[Begin Records to process]
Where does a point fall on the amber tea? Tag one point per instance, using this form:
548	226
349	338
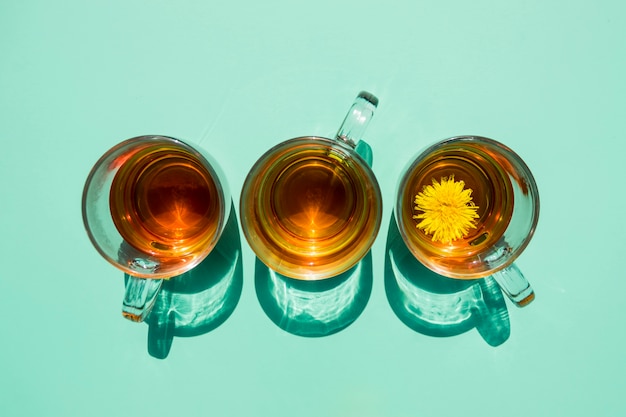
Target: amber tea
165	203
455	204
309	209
[End Records to process]
[Begin Records to process]
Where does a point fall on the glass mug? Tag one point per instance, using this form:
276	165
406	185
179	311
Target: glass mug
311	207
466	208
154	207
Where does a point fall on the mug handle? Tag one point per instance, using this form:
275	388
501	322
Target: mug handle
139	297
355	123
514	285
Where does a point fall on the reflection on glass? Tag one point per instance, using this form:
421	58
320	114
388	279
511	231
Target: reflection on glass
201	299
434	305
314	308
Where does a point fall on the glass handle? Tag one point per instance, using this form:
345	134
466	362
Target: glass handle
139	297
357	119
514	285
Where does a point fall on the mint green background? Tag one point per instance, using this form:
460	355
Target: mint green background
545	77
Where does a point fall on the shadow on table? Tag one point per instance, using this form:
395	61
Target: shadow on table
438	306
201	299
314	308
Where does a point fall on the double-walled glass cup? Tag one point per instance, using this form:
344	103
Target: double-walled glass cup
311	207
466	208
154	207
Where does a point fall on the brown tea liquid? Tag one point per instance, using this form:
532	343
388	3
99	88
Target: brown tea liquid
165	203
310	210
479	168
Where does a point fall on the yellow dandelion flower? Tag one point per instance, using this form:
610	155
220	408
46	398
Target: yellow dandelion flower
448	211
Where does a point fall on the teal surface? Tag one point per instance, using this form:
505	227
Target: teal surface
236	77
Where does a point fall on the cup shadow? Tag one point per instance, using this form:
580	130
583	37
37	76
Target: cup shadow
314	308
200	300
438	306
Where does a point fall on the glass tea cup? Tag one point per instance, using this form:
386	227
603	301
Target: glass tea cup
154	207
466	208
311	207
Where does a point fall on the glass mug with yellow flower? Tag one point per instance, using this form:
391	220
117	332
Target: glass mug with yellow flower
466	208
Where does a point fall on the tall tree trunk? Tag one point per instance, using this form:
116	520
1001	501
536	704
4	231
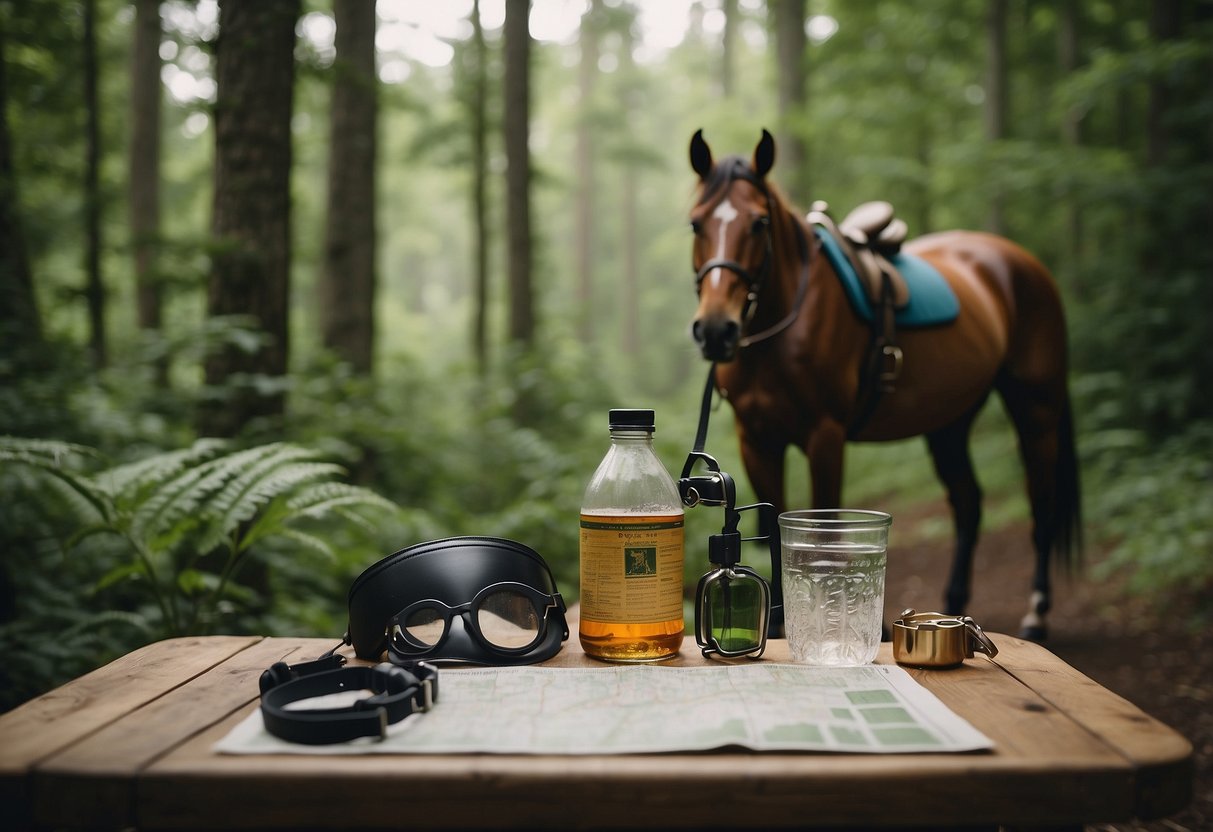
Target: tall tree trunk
[End Records to process]
[Begin Records to process]
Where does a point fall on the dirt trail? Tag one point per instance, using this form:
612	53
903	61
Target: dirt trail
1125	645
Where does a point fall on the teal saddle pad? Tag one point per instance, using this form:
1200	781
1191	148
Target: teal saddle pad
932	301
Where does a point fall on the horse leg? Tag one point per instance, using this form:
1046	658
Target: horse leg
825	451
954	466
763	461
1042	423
[End Records to process]
_Set exercise_:
Return every line of the items above that contains the word "shadow", matching case exactly.

_Reply to the task_:
Where does a point fall on the shadow on table? Tag one point per instance, using this form:
Target: shadow on table
Where does a point fall on the cup shadow? Tag one point per instance, using this form:
Target: cup shadow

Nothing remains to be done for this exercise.